* AIM OF THE EXERCISE
Please copy the interview excerpt from "Since you’ve mentioned" through "starting the work.", putting "university" in place of "undergrad" each time it appears.

[START EXCERPT TO READ]

MA: That’s great! And it’s really interesting to hear you talk about the educational setting you were studying in, and how pushing against its rigidity, or working through it, led you to what you’re doing now.

Since you’ve mentioned it, let’s talk about your project House on Fire, dealing with your grandmother’s very difficult story. Starting back in your undergrad studies, it sounds like you were gestating this approach for many years. Can you tell me about your grandmother? What was your research process like? How did your family feel about you working on this?

SAJ: I always knew I would make work about it. I started playing around with it in undergrad, but realized I didn’t have the skills, technically or emotionally, to deal with it and to do it any justice. I didn’t want to disrespect her memory or my mother (who is still living). In Canada, this was and still is a very big story, so I also wanted to be respectful to the families of the other victims. So I waited until I felt mature enough as an individual and as an artist before starting the work.

My mother kept all of the court transcripts and correspondences between my grandmother, my grandfather and the doctor who ‘treated’ her. She also kept newspaper clippings and all of the family photos. She knew that one day my brother or I would need it to write a book or something – so by that you can tell that she was very supportive. It wasn’t easy for her. I asked a lot of questions and brought up a lot of old memories that she would rather not have to think about, but she did it for me.

I knew my grandmother more as a child. She passed away when I was 13. But even then I understood that she behaved differently than other grandmothers. Still, we loved each other like grandparents and grandkids do, perfectly and unconditionally. She was an amazing woman. She had a very strong sense of right and wrong. She was quite damaged after the experiments, but that didn’t stop her from starting a class action lawsuit against the CIA when she found out what she’d been a part of.

[END EXCERPT TO READ]
[START ITEMS]

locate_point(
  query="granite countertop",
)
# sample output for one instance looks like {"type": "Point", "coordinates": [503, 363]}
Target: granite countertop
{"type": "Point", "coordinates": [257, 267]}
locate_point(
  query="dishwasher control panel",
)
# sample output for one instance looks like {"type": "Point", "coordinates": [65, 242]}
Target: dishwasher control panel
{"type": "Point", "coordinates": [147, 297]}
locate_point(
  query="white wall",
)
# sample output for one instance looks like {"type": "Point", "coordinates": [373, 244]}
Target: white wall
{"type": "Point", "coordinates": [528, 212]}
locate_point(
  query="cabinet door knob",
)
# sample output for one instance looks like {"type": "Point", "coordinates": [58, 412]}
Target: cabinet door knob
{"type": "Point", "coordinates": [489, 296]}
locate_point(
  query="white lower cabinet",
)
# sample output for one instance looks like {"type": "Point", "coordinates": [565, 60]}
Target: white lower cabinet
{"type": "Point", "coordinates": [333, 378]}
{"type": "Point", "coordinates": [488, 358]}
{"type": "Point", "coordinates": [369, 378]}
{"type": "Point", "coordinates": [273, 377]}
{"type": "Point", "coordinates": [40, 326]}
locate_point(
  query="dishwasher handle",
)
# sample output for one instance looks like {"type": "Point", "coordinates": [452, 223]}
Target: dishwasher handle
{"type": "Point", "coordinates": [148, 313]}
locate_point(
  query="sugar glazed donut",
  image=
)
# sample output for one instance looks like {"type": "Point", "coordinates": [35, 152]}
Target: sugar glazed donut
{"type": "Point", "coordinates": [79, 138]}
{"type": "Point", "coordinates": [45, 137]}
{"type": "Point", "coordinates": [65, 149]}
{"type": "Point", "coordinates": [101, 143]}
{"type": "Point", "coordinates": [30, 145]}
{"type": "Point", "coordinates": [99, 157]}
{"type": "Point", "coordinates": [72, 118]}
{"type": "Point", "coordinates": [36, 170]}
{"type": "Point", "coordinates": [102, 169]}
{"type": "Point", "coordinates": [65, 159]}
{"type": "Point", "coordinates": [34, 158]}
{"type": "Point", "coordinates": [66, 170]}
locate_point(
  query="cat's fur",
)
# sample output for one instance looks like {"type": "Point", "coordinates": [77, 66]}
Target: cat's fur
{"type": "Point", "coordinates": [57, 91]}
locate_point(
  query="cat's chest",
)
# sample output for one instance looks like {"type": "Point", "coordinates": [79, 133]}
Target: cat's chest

[END ITEMS]

* SOLUTION TO THIS PROBLEM
Since you’ve mentioned it, let’s talk about your project House on Fire, dealing with your grandmother’s very difficult story. Starting back in your university studies, it sounds like you were gestating this approach for many years. Can you tell me about your grandmother? What was your research process like? How did your family feel about you working on this?

SAJ: I always knew I would make work about it. I started playing around with it in university, but realized I didn’t have the skills, technically or emotionally, to deal with it and to do it any justice. I didn’t want to disrespect her memory or my mother (who is still living). In Canada, this was and still is a very big story, so I also wanted to be respectful to the families of the other victims. So I waited until I felt mature enough as an individual and as an artist before starting the work.